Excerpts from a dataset

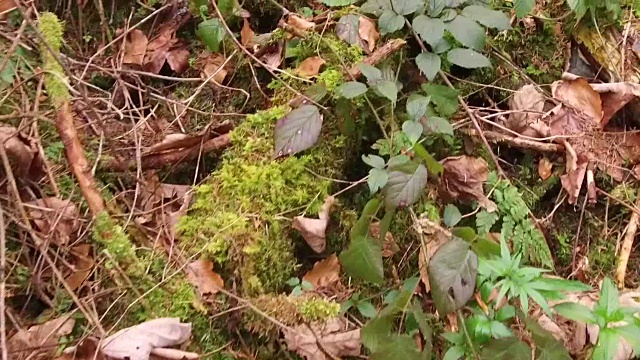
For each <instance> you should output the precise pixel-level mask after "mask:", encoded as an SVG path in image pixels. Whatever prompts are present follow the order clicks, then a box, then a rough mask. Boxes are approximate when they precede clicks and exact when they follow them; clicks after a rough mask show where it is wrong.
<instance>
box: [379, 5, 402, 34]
mask: <svg viewBox="0 0 640 360" xmlns="http://www.w3.org/2000/svg"><path fill="white" fill-rule="evenodd" d="M378 26H379V27H380V34H382V35H385V34H389V33H392V32H395V31H398V30H400V29H402V28H403V27H404V16H402V15H398V14H396V13H395V12H393V11H391V10H387V11H385V12H383V13H382V15H380V18H378Z"/></svg>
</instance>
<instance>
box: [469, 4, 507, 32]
mask: <svg viewBox="0 0 640 360" xmlns="http://www.w3.org/2000/svg"><path fill="white" fill-rule="evenodd" d="M462 15H464V16H466V17H468V18H470V19H473V20H475V21H477V22H479V23H480V24H482V25H484V26H486V27H490V28H495V29H498V30H509V29H511V23H510V21H509V17H508V16H507V14H505V13H503V12H502V11H497V10H491V9H488V8H486V7H484V6H479V5H470V6H467V7H465V8H464V9H462Z"/></svg>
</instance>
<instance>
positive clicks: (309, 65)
mask: <svg viewBox="0 0 640 360" xmlns="http://www.w3.org/2000/svg"><path fill="white" fill-rule="evenodd" d="M325 62H326V61H324V59H323V58H321V57H320V56H312V57H308V58H306V59H304V61H302V62H301V63H300V66H298V68H297V69H296V72H297V73H298V75H300V76H304V77H312V76H316V75H318V73H319V72H320V67H322V65H324V64H325Z"/></svg>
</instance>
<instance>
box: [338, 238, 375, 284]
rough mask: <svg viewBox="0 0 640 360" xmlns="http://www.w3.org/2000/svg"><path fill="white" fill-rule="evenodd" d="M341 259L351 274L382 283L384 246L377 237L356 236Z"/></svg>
mask: <svg viewBox="0 0 640 360" xmlns="http://www.w3.org/2000/svg"><path fill="white" fill-rule="evenodd" d="M339 259H340V264H342V267H343V268H344V270H345V271H346V273H347V274H348V275H349V276H352V277H355V278H358V279H362V280H366V281H369V282H372V283H374V284H382V280H383V275H384V273H383V269H382V246H381V245H380V243H379V241H377V240H376V239H373V238H371V237H368V236H359V237H357V238H355V239H354V240H352V241H351V243H350V244H349V247H348V248H347V250H345V251H343V252H342V253H341V254H340V257H339Z"/></svg>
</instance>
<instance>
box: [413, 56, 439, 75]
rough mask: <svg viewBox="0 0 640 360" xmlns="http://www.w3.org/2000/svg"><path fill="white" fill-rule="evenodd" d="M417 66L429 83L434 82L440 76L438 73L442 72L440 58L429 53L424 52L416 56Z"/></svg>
mask: <svg viewBox="0 0 640 360" xmlns="http://www.w3.org/2000/svg"><path fill="white" fill-rule="evenodd" d="M416 65H417V66H418V69H420V71H422V72H423V73H424V76H426V77H427V79H429V81H433V79H435V78H436V76H437V75H438V71H440V65H441V60H440V56H438V55H436V54H433V53H429V52H422V53H420V54H419V55H418V56H416Z"/></svg>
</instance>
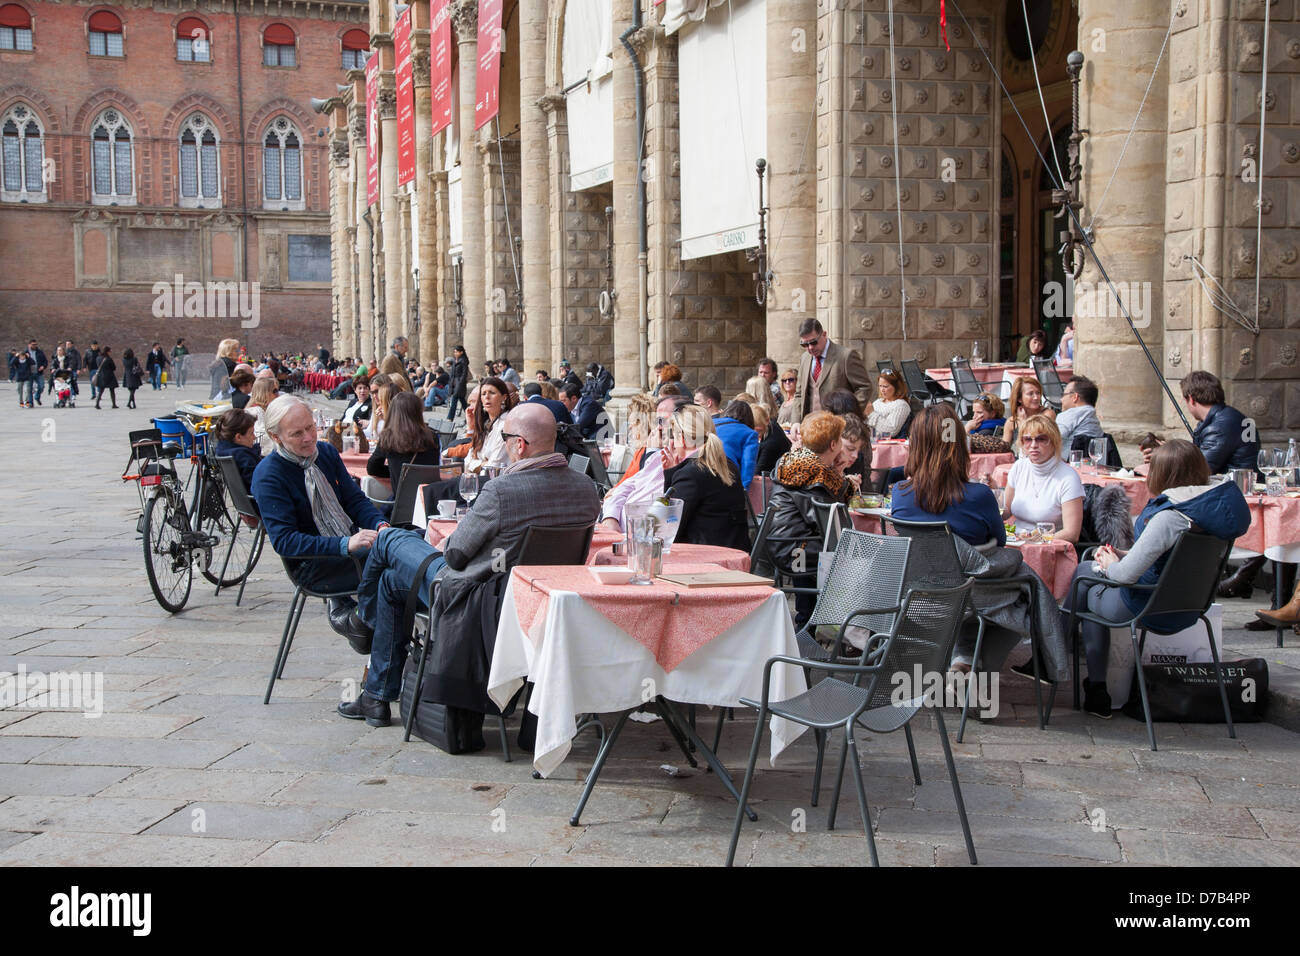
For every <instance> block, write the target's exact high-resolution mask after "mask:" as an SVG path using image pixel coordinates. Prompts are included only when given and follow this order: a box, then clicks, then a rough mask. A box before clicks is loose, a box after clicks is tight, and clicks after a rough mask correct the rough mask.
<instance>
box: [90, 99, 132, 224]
mask: <svg viewBox="0 0 1300 956" xmlns="http://www.w3.org/2000/svg"><path fill="white" fill-rule="evenodd" d="M91 163H92V166H94V181H95V182H94V187H95V193H94V202H95V203H98V204H100V206H105V204H112V206H117V204H130V203H134V202H135V176H134V170H133V168H131V165H133V164H131V127H130V126H129V125H127V124H126V120H125V118H123V117H122V114H121V113H118V112H117V111H116V109H105V111H104V112H103V113H100V114H99V120H96V121H95V126H94V129H92V130H91Z"/></svg>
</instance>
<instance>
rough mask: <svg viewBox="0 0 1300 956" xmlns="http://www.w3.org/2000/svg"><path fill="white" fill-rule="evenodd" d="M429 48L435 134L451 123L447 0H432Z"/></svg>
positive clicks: (449, 124)
mask: <svg viewBox="0 0 1300 956" xmlns="http://www.w3.org/2000/svg"><path fill="white" fill-rule="evenodd" d="M429 47H430V49H432V52H433V57H432V60H433V64H432V74H433V75H432V77H430V83H432V92H433V131H432V134H430V135H434V137H435V135H438V134H439V133H442V131H443V130H445V129H447V126H450V125H451V0H433V20H432V21H430V25H429Z"/></svg>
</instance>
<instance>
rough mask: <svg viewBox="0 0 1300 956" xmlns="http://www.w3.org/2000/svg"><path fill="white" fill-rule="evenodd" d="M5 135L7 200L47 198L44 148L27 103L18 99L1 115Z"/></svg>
mask: <svg viewBox="0 0 1300 956" xmlns="http://www.w3.org/2000/svg"><path fill="white" fill-rule="evenodd" d="M0 138H3V139H4V182H3V186H4V190H3V194H0V195H3V199H4V202H6V203H43V202H45V182H44V177H43V176H42V173H43V170H44V161H45V150H44V142H43V139H42V130H40V124H39V122H36V116H35V114H34V113H32V112H31V109H30V108H29V107H25V105H22V104H21V103H19V104H18V105H16V107H12V108H10V109H9V112H8V113H5V114H4V117H3V118H0Z"/></svg>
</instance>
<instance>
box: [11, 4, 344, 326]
mask: <svg viewBox="0 0 1300 956" xmlns="http://www.w3.org/2000/svg"><path fill="white" fill-rule="evenodd" d="M365 18H367V12H365V5H364V4H356V3H348V1H346V0H337V1H331V3H296V1H294V0H286V1H283V3H274V4H272V3H251V1H248V0H234V3H218V1H211V0H199V1H198V3H195V1H194V0H187V1H182V3H138V1H135V3H121V4H88V3H36V1H34V0H16V1H14V3H9V1H8V0H5V1H4V3H0V130H3V134H4V150H5V152H4V159H5V168H4V181H3V182H0V186H3V190H0V338H3V339H5V343H6V345H9V346H13V345H17V343H18V342H19V341H22V342H26V341H27V338H29V337H32V336H34V337H36V338H38V341H40V342H42V343H43V345H47V346H48V345H51V343H52V342H53V341H55V339H62V338H72V339H74V341H75V342H77V343H78V345H82V346H85V345H86V343H88V342H90V341H91V339H92V338H98V339H99V341H100V342H103V343H105V345H112V346H114V347H117V349H118V350H121V349H125V347H129V346H130V347H135V349H136V351H139V349H140V346H142V345H143V346H144V347H147V346H148V343H149V342H152V341H153V339H159V341H162V342H165V343H166V345H168V346H170V345H172V343H173V342H174V341H175V339H177V338H178V337H181V336H185V337H186V339H187V343H188V346H190V349H191V350H192V351H195V352H203V351H209V352H211V351H212V350H213V349H214V346H216V343H217V341H218V339H221V338H224V337H227V336H234V337H239V338H240V339H243V341H246V342H247V343H248V346H250V349H251V350H253V351H259V350H264V349H273V350H295V351H296V350H299V349H315V346H316V343H317V342H318V341H329V338H330V336H331V329H330V311H331V289H330V271H329V264H330V248H329V203H330V193H329V156H328V142H326V140H325V139H324V138H322V137H324V134H322V130H321V129H320V127H321V126H322V125H324V124H321V122H320V117H318V116H317V114H316V113H313V112H312V105H311V98H312V96H313V95H316V94H318V92H320V91H321V90H322V88H324V90H333V88H334V85H335V83H338V82H341V81H343V79H344V77H346V70H347V68H350V66H352V65H355V64H356V62H359V61H361V60H364V56H365V49H364V48H365V46H368V42H369V40H368V30H367V25H365ZM6 25H8V26H6ZM359 27H360V29H359ZM6 30H8V33H6ZM357 48H359V49H357ZM38 166H39V168H38ZM16 186H17V189H14V187H16ZM177 284H179V285H177ZM252 284H257V285H256V289H255V287H253V285H252ZM164 285H165V286H166V287H169V289H172V290H173V291H172V293H169V294H165V293H164V291H162V289H164ZM177 291H179V297H178V295H177ZM195 293H201V294H199V295H196V294H195ZM240 293H242V294H243V299H242V304H243V306H244V308H243V311H242V312H240V311H239V306H240V299H239V298H238V297H239V294H240ZM255 293H256V299H253V294H255ZM177 299H179V300H177ZM253 302H256V308H253ZM177 306H179V307H181V308H179V310H177V308H175V307H177Z"/></svg>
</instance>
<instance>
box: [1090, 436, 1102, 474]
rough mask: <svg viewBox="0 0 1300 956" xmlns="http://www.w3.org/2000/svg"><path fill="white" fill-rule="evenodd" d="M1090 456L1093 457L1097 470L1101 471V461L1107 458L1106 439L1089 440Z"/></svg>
mask: <svg viewBox="0 0 1300 956" xmlns="http://www.w3.org/2000/svg"><path fill="white" fill-rule="evenodd" d="M1088 458H1091V459H1092V467H1093V470H1095V471H1101V463H1102V462H1105V460H1106V440H1105V438H1093V440H1092V441H1089V442H1088Z"/></svg>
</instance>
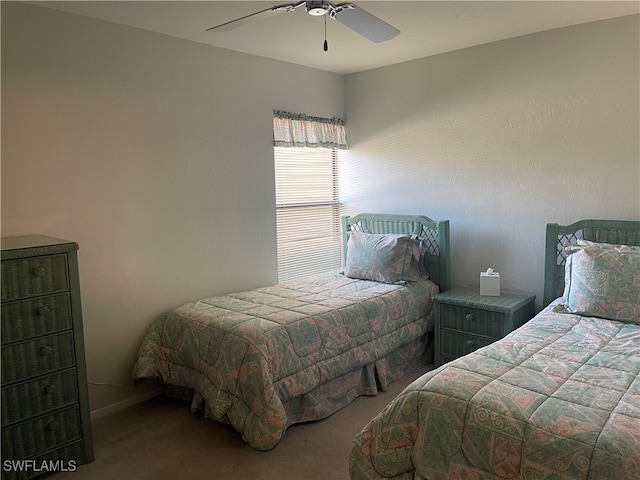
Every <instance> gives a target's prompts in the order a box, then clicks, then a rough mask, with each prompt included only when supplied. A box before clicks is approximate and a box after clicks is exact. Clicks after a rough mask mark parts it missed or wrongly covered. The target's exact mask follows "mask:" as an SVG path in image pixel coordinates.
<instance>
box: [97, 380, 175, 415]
mask: <svg viewBox="0 0 640 480" xmlns="http://www.w3.org/2000/svg"><path fill="white" fill-rule="evenodd" d="M164 390H165V389H164V388H163V387H159V388H155V389H153V390H150V391H148V392H145V393H141V394H140V395H136V396H134V397H131V398H127V399H126V400H122V401H120V402H116V403H114V404H112V405H109V406H106V407H102V408H98V409H96V410H91V420H97V419H98V418H102V417H106V416H107V415H111V414H112V413H116V412H119V411H120V410H124V409H125V408H127V407H131V406H133V405H137V404H138V403H142V402H144V401H146V400H149V399H150V398H153V397H157V396H158V395H162V394H163V393H164Z"/></svg>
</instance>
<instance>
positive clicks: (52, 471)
mask: <svg viewBox="0 0 640 480" xmlns="http://www.w3.org/2000/svg"><path fill="white" fill-rule="evenodd" d="M77 468H78V465H77V462H76V461H75V460H69V461H68V462H65V461H64V460H42V461H36V460H4V461H3V462H2V470H4V471H5V472H36V473H48V472H75V471H76V469H77Z"/></svg>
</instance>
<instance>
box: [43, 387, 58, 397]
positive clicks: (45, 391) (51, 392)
mask: <svg viewBox="0 0 640 480" xmlns="http://www.w3.org/2000/svg"><path fill="white" fill-rule="evenodd" d="M57 389H58V387H56V386H55V385H47V386H46V387H44V393H45V394H46V395H53V394H54V393H56V390H57Z"/></svg>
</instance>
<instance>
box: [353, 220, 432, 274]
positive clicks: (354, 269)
mask: <svg viewBox="0 0 640 480" xmlns="http://www.w3.org/2000/svg"><path fill="white" fill-rule="evenodd" d="M423 256H424V248H423V247H422V242H421V241H420V240H418V238H417V237H415V236H412V235H403V234H386V235H385V234H374V233H363V232H351V233H350V234H349V240H348V241H347V259H346V262H345V272H344V274H345V275H346V276H347V277H351V278H358V279H362V280H375V281H377V282H383V283H396V282H400V281H412V280H419V279H421V278H428V277H429V276H428V274H427V272H426V270H425V269H424V267H423V262H422V260H423Z"/></svg>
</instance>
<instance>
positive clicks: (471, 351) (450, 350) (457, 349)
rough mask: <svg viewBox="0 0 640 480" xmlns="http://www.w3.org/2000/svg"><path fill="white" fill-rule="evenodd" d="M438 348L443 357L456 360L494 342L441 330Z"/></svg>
mask: <svg viewBox="0 0 640 480" xmlns="http://www.w3.org/2000/svg"><path fill="white" fill-rule="evenodd" d="M440 335H441V338H440V348H441V352H442V355H443V356H447V357H452V358H457V357H461V356H463V355H466V354H467V353H471V352H474V351H476V350H477V349H478V348H480V347H485V346H487V345H489V344H491V343H493V342H494V339H492V338H485V337H478V336H476V335H468V334H465V333H460V332H452V331H449V330H444V329H443V330H442V331H441V332H440Z"/></svg>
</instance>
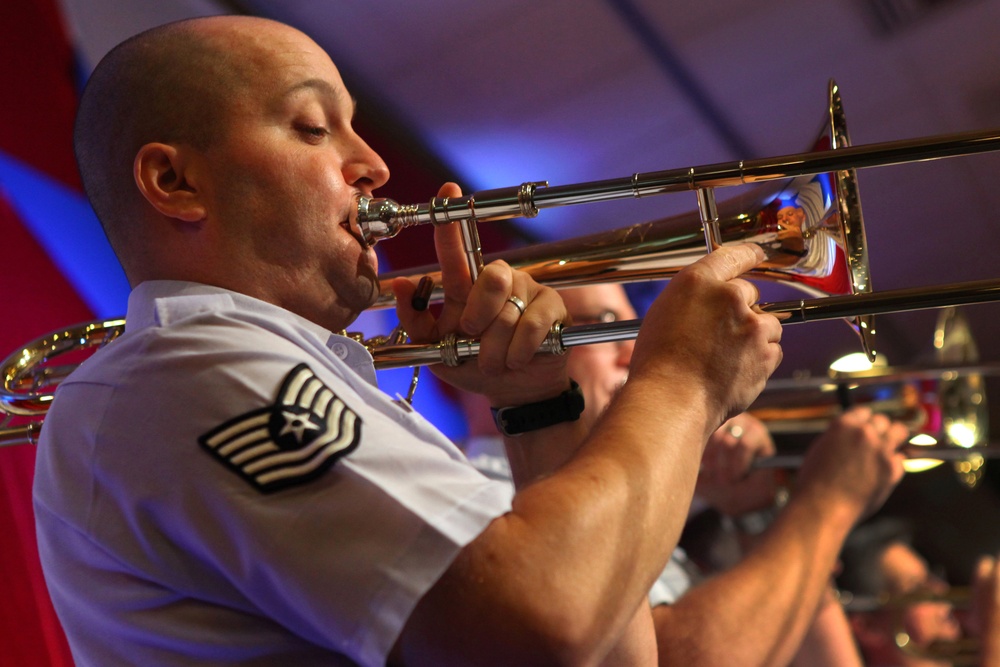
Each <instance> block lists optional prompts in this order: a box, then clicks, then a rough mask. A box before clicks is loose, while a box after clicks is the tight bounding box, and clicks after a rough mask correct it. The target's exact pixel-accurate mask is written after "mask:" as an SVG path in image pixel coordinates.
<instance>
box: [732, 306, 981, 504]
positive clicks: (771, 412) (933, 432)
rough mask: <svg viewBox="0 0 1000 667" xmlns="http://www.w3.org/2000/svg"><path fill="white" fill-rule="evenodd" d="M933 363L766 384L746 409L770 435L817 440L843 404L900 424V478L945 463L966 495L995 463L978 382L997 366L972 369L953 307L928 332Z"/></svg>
mask: <svg viewBox="0 0 1000 667" xmlns="http://www.w3.org/2000/svg"><path fill="white" fill-rule="evenodd" d="M933 344H934V350H935V362H936V363H935V364H934V365H928V366H922V367H910V368H907V367H891V366H883V367H877V366H875V365H871V364H870V366H871V367H870V368H869V369H867V370H852V371H844V370H833V368H834V367H835V366H836V365H837V364H836V362H835V364H834V365H833V366H832V367H831V371H830V374H829V377H827V378H819V379H817V380H815V381H813V380H808V379H807V380H794V379H793V380H790V381H781V380H778V381H771V382H769V383H768V385H767V386H766V387H765V388H764V391H763V392H761V395H760V396H759V397H758V398H757V400H756V401H755V402H754V403H753V405H751V406H750V407H749V409H748V410H747V411H748V412H749V413H750V414H752V415H754V416H755V417H757V418H758V419H760V420H761V421H763V422H764V423H765V424H766V425H767V427H768V430H769V431H770V432H771V433H773V434H782V433H803V434H805V433H819V432H821V431H823V430H825V429H826V427H827V425H828V424H829V422H830V420H831V419H833V418H834V417H835V416H836V415H838V414H840V412H842V411H843V409H845V408H847V407H848V406H850V405H856V404H860V405H867V406H869V407H871V408H872V410H874V411H876V412H879V413H882V414H885V415H888V416H889V417H890V418H892V419H894V420H896V421H900V422H902V423H904V424H906V426H907V427H908V428H909V429H910V433H911V434H913V437H911V439H910V441H909V443H908V444H907V445H906V446H905V448H904V449H903V450H901V451H902V452H903V453H904V454H905V455H906V457H907V460H906V461H905V462H904V464H903V466H904V468H905V469H906V470H907V472H920V471H922V470H927V469H929V468H932V467H935V466H936V465H938V464H939V463H940V462H944V461H951V462H953V465H954V469H955V474H956V475H957V476H958V479H959V481H960V482H961V483H962V484H963V485H964V486H965V487H967V488H970V489H971V488H974V487H975V486H976V485H977V484H978V483H979V480H980V478H981V477H982V475H983V467H984V464H985V459H986V458H997V457H1000V447H998V446H995V445H994V446H990V445H989V444H988V443H987V440H988V436H989V410H988V408H987V400H986V383H985V380H984V376H986V375H997V374H1000V366H996V365H988V364H981V363H979V350H978V347H977V346H976V342H975V340H974V339H973V337H972V331H971V329H970V328H969V324H968V321H967V320H966V319H965V317H964V315H963V314H962V313H961V312H960V311H959V310H957V309H956V308H953V307H950V308H947V309H944V310H942V311H941V313H940V315H939V316H938V321H937V325H936V326H935V330H934V336H933ZM803 459H804V456H802V455H799V454H789V453H785V454H779V455H778V456H774V457H768V458H762V459H759V460H758V461H755V462H754V467H755V468H778V467H780V468H797V467H799V466H800V465H801V463H802V460H803Z"/></svg>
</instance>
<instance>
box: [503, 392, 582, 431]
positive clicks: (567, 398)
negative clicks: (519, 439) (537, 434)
mask: <svg viewBox="0 0 1000 667" xmlns="http://www.w3.org/2000/svg"><path fill="white" fill-rule="evenodd" d="M569 383H570V387H569V389H567V390H566V391H564V392H563V393H561V394H559V395H558V396H556V397H554V398H549V399H546V400H544V401H538V402H537V403H528V404H527V405H514V406H510V407H505V408H490V410H491V411H492V412H493V421H495V422H496V424H497V429H499V430H500V432H501V433H502V434H504V435H520V434H522V433H527V432H529V431H537V430H538V429H540V428H545V427H547V426H554V425H556V424H561V423H563V422H571V421H576V420H577V419H579V418H580V415H581V414H582V413H583V407H584V405H583V392H582V391H580V385H578V384H577V383H576V382H575V381H574V380H573V379H570V381H569Z"/></svg>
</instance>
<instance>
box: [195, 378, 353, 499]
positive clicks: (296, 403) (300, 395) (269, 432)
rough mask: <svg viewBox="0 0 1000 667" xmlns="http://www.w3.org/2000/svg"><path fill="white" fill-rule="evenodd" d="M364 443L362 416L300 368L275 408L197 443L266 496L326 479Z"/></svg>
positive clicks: (202, 440) (259, 414)
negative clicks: (335, 469)
mask: <svg viewBox="0 0 1000 667" xmlns="http://www.w3.org/2000/svg"><path fill="white" fill-rule="evenodd" d="M360 439H361V418H360V417H358V415H357V413H356V412H354V411H353V410H351V409H350V408H349V407H347V405H345V404H344V402H343V401H342V400H340V399H339V398H337V395H336V394H334V393H333V392H332V391H331V390H330V388H329V387H327V386H326V385H325V384H323V382H322V381H321V380H320V379H319V378H318V377H316V374H315V373H313V372H312V370H311V369H310V368H309V367H308V366H307V365H306V364H299V365H298V366H296V367H295V368H293V369H292V371H291V372H290V373H289V374H288V376H287V377H286V378H285V381H284V382H283V383H282V384H281V389H279V390H278V398H277V399H276V400H275V402H274V404H273V405H270V406H268V407H266V408H261V409H259V410H254V411H252V412H248V413H246V414H244V415H241V416H239V417H236V418H235V419H231V420H229V421H228V422H226V423H225V424H222V425H221V426H218V427H216V428H214V429H212V430H211V431H209V432H208V433H206V434H205V435H203V436H201V437H200V438H198V442H199V443H200V444H201V445H202V447H204V448H205V449H207V450H208V451H210V452H211V453H212V454H213V455H214V456H215V457H216V458H218V459H219V460H220V461H222V462H223V463H225V464H226V465H227V466H228V467H229V468H230V469H232V470H233V471H235V472H236V473H238V474H239V475H240V476H241V477H243V479H245V480H247V481H248V482H250V483H251V484H252V485H254V486H255V487H257V489H258V490H260V491H262V492H265V493H266V492H270V491H276V490H278V489H282V488H285V487H287V486H291V485H293V484H300V483H302V482H305V481H308V480H310V479H313V478H315V477H317V476H319V475H321V474H322V473H323V472H324V471H326V470H327V469H328V468H329V467H330V466H331V465H333V463H334V462H335V461H336V460H337V459H339V458H340V457H341V456H344V455H345V454H347V453H349V452H351V451H352V450H354V448H355V447H357V446H358V442H359V441H360Z"/></svg>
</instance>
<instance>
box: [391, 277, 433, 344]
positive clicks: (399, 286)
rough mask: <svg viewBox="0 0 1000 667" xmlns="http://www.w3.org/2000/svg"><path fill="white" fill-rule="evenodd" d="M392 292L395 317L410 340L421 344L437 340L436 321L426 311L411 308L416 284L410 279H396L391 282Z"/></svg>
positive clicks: (430, 315) (425, 310)
mask: <svg viewBox="0 0 1000 667" xmlns="http://www.w3.org/2000/svg"><path fill="white" fill-rule="evenodd" d="M392 291H393V294H395V295H396V317H398V318H399V323H400V324H401V325H402V326H403V329H405V330H406V332H407V333H408V334H409V335H410V339H411V340H413V341H416V342H421V343H426V342H428V341H433V340H437V337H438V336H437V320H436V319H435V318H434V316H433V315H431V313H429V312H427V311H426V310H424V311H420V310H417V309H416V308H414V307H413V303H412V299H413V295H414V294H415V293H416V291H417V286H416V284H415V283H414V282H413V281H412V280H411V279H410V278H396V279H395V280H393V281H392Z"/></svg>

Task goal: Find each line in the rows above that contains the word "approximate" and copy those lines in full.

Output for this exercise:
For each <instance> you should output the precise pixel-level mask after "mask:", encoded as an SVG path in image pixels. Whatever prompts are present follow the order clicks, then a box, then a rough mask. Boxes are approximate when they precede clicks and exact when they follow them; clicks after a rough mask show where it is wrong.
Every <instance> gives a target's prompts in the order a box, then clicks, then a rough mask, with each prompt included only when supplied. A box before clicks is approximate and a box after clicks is exact. Clicks after a rough mask mark parts it missed or wrongly covered. The target's exact mask follows "mask:" as an SVG path in image pixel coordinates.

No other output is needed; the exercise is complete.